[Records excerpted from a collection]
--- START ---

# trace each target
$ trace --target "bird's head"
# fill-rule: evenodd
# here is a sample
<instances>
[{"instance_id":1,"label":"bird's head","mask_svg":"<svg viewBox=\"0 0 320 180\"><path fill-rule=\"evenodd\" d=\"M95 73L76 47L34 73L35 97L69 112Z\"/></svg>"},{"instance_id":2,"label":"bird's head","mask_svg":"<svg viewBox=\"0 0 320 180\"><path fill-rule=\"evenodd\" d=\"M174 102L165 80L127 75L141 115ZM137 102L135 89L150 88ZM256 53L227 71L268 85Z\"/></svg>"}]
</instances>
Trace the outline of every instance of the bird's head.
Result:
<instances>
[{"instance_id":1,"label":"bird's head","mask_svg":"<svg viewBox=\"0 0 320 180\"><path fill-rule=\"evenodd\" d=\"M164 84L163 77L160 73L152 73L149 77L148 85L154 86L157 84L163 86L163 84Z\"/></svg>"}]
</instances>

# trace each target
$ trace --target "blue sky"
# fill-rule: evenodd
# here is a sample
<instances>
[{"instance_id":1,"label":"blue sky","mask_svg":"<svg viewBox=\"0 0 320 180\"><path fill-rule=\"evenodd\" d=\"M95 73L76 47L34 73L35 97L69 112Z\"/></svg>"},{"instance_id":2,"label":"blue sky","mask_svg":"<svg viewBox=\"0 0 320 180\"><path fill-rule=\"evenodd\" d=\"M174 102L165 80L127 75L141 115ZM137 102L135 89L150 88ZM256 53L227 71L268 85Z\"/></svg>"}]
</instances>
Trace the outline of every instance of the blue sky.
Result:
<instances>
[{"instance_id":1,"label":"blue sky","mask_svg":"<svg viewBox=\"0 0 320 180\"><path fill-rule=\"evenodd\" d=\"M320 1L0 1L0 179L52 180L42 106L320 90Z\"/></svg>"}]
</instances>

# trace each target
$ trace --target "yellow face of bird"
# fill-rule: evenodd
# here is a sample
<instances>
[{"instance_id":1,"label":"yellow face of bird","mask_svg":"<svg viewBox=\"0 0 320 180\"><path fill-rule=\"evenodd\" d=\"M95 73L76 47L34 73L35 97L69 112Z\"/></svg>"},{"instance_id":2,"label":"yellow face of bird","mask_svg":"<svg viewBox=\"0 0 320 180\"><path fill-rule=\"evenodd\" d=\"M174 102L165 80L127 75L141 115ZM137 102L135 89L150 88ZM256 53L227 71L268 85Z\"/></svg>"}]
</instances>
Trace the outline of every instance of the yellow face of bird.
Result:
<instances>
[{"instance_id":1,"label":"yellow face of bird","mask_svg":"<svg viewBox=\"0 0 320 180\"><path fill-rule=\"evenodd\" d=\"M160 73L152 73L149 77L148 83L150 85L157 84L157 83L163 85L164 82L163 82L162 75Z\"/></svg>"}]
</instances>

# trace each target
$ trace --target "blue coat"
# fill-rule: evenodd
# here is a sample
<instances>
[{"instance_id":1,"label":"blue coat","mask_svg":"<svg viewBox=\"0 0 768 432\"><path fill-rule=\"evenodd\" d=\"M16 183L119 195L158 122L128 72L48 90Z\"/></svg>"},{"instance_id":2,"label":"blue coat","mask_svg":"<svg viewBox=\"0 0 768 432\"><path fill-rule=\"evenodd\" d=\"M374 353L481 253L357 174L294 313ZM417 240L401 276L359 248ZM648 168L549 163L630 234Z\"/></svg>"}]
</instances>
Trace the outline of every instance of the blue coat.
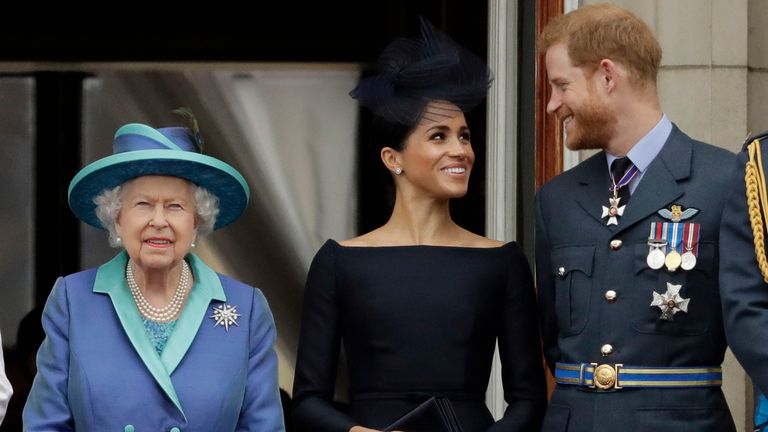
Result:
<instances>
[{"instance_id":1,"label":"blue coat","mask_svg":"<svg viewBox=\"0 0 768 432\"><path fill-rule=\"evenodd\" d=\"M125 252L56 281L25 430L284 430L264 296L187 258L195 284L162 355L131 298ZM241 314L228 331L210 318L225 303Z\"/></svg>"},{"instance_id":2,"label":"blue coat","mask_svg":"<svg viewBox=\"0 0 768 432\"><path fill-rule=\"evenodd\" d=\"M555 362L639 367L720 366L725 353L717 242L733 155L674 127L632 194L618 226L607 226L609 176L600 152L537 196L536 273L544 351ZM696 208L698 264L690 271L646 263L657 211ZM613 242L613 247L611 243ZM688 313L660 319L653 293L682 285ZM613 292L616 293L615 297ZM603 345L612 352L603 355ZM734 431L719 387L599 391L558 384L545 432Z\"/></svg>"}]
</instances>

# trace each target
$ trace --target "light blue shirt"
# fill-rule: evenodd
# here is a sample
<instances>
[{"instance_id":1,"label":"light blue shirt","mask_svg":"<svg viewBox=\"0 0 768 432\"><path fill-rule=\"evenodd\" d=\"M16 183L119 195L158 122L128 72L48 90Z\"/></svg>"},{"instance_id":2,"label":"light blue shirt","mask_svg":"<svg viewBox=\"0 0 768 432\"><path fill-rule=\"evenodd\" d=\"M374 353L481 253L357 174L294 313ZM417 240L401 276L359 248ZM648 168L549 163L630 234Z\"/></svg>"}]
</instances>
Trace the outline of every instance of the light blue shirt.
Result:
<instances>
[{"instance_id":1,"label":"light blue shirt","mask_svg":"<svg viewBox=\"0 0 768 432\"><path fill-rule=\"evenodd\" d=\"M659 154L661 148L664 147L664 143L667 142L669 134L672 133L672 122L666 114L661 116L661 120L656 123L656 126L650 130L644 137L640 138L632 149L627 153L627 157L632 161L638 169L638 173L635 178L629 182L629 192L634 193L637 189L637 185L640 184L640 180L643 178L643 174L648 169L648 166ZM605 157L608 161L608 170L610 172L611 163L617 159L616 156L605 153Z\"/></svg>"}]
</instances>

--- END ---

*What is needed*. The records are to be duplicated in full and exactly, with images left out.

*Exercise response*.
# trace each target
$ trace --target "bird's head"
# fill-rule: evenodd
# here is a sample
<instances>
[{"instance_id":1,"label":"bird's head","mask_svg":"<svg viewBox=\"0 0 320 180\"><path fill-rule=\"evenodd\" d=\"M95 73L76 47L34 73L35 97L69 112Z\"/></svg>"},{"instance_id":2,"label":"bird's head","mask_svg":"<svg viewBox=\"0 0 320 180\"><path fill-rule=\"evenodd\" d=\"M174 102L165 80L127 75L141 115ZM137 102L135 89L150 88ZM256 53L227 71L268 85Z\"/></svg>"}]
</instances>
Trace the outline of every instance of the bird's head.
Result:
<instances>
[{"instance_id":1,"label":"bird's head","mask_svg":"<svg viewBox=\"0 0 320 180\"><path fill-rule=\"evenodd\" d=\"M164 84L163 77L160 73L152 73L149 77L148 85L154 86L157 84L163 86L163 84Z\"/></svg>"}]
</instances>

# trace each target
$ trace --target "blue sky"
# fill-rule: evenodd
# here is a sample
<instances>
[{"instance_id":1,"label":"blue sky","mask_svg":"<svg viewBox=\"0 0 320 180\"><path fill-rule=\"evenodd\" d=\"M95 73L76 47L34 73L35 97L69 112Z\"/></svg>"},{"instance_id":2,"label":"blue sky","mask_svg":"<svg viewBox=\"0 0 320 180\"><path fill-rule=\"evenodd\" d=\"M174 102L165 80L127 75L141 115ZM137 102L135 89L150 88ZM256 53L227 71L268 85Z\"/></svg>"}]
</instances>
Trace the outline of every instance of the blue sky.
Result:
<instances>
[{"instance_id":1,"label":"blue sky","mask_svg":"<svg viewBox=\"0 0 320 180\"><path fill-rule=\"evenodd\" d=\"M320 1L0 1L0 179L52 180L42 106L320 90Z\"/></svg>"}]
</instances>

# trace each target
$ trace --target "yellow face of bird"
# fill-rule: evenodd
# here is a sample
<instances>
[{"instance_id":1,"label":"yellow face of bird","mask_svg":"<svg viewBox=\"0 0 320 180\"><path fill-rule=\"evenodd\" d=\"M95 73L76 47L34 73L35 97L69 112Z\"/></svg>"},{"instance_id":2,"label":"yellow face of bird","mask_svg":"<svg viewBox=\"0 0 320 180\"><path fill-rule=\"evenodd\" d=\"M174 102L165 80L127 75L141 115ZM137 102L135 89L150 88ZM256 53L227 71L268 85Z\"/></svg>"}]
</instances>
Trace the outline of every instance of the yellow face of bird.
Result:
<instances>
[{"instance_id":1,"label":"yellow face of bird","mask_svg":"<svg viewBox=\"0 0 320 180\"><path fill-rule=\"evenodd\" d=\"M160 73L152 73L149 77L148 83L150 85L157 84L157 83L163 85L164 82L163 82L162 75Z\"/></svg>"}]
</instances>

# trace each target
$ trace --target "blue coat"
# fill-rule: evenodd
# here is a sample
<instances>
[{"instance_id":1,"label":"blue coat","mask_svg":"<svg viewBox=\"0 0 768 432\"><path fill-rule=\"evenodd\" d=\"M16 183L119 195L158 122L128 72L48 90Z\"/></svg>"},{"instance_id":2,"label":"blue coat","mask_svg":"<svg viewBox=\"0 0 768 432\"><path fill-rule=\"evenodd\" d=\"M374 353L481 253L357 174L294 313ZM417 240L401 276L359 248ZM648 168L549 163L630 234Z\"/></svg>"}]
</instances>
Trace the outline of every instance of the blue coat.
Result:
<instances>
[{"instance_id":1,"label":"blue coat","mask_svg":"<svg viewBox=\"0 0 768 432\"><path fill-rule=\"evenodd\" d=\"M125 252L56 281L25 430L284 430L264 296L187 258L195 284L162 355L131 298ZM241 314L228 331L210 318L225 303Z\"/></svg>"},{"instance_id":2,"label":"blue coat","mask_svg":"<svg viewBox=\"0 0 768 432\"><path fill-rule=\"evenodd\" d=\"M555 362L639 367L720 366L725 353L717 242L733 155L674 127L632 194L618 226L607 226L609 176L600 152L537 196L536 273L544 351ZM696 208L698 264L690 271L646 263L657 211ZM613 242L613 247L611 243ZM688 313L660 319L653 293L682 285ZM613 292L616 293L615 297ZM603 345L612 352L603 355ZM734 431L719 387L599 391L558 384L545 432Z\"/></svg>"}]
</instances>

# trace each target
$ trace --target "light blue shirt"
# fill-rule: evenodd
# here is a sample
<instances>
[{"instance_id":1,"label":"light blue shirt","mask_svg":"<svg viewBox=\"0 0 768 432\"><path fill-rule=\"evenodd\" d=\"M16 183L119 195L158 122L128 72L48 90Z\"/></svg>"},{"instance_id":2,"label":"light blue shirt","mask_svg":"<svg viewBox=\"0 0 768 432\"><path fill-rule=\"evenodd\" d=\"M374 353L481 253L357 174L294 313ZM417 240L401 276L359 248ZM648 168L549 163L630 234Z\"/></svg>"}]
</instances>
Trace the outline of every instance of the light blue shirt.
Result:
<instances>
[{"instance_id":1,"label":"light blue shirt","mask_svg":"<svg viewBox=\"0 0 768 432\"><path fill-rule=\"evenodd\" d=\"M659 154L661 148L664 147L664 143L667 142L669 134L672 133L672 122L666 114L661 116L661 120L656 123L656 126L650 130L644 137L640 138L632 149L627 153L627 157L632 161L638 169L638 173L635 178L629 182L629 192L634 193L637 189L637 185L640 184L640 180L643 178L643 174L648 169L648 166ZM605 157L608 161L608 170L610 172L611 163L617 159L616 156L605 153Z\"/></svg>"}]
</instances>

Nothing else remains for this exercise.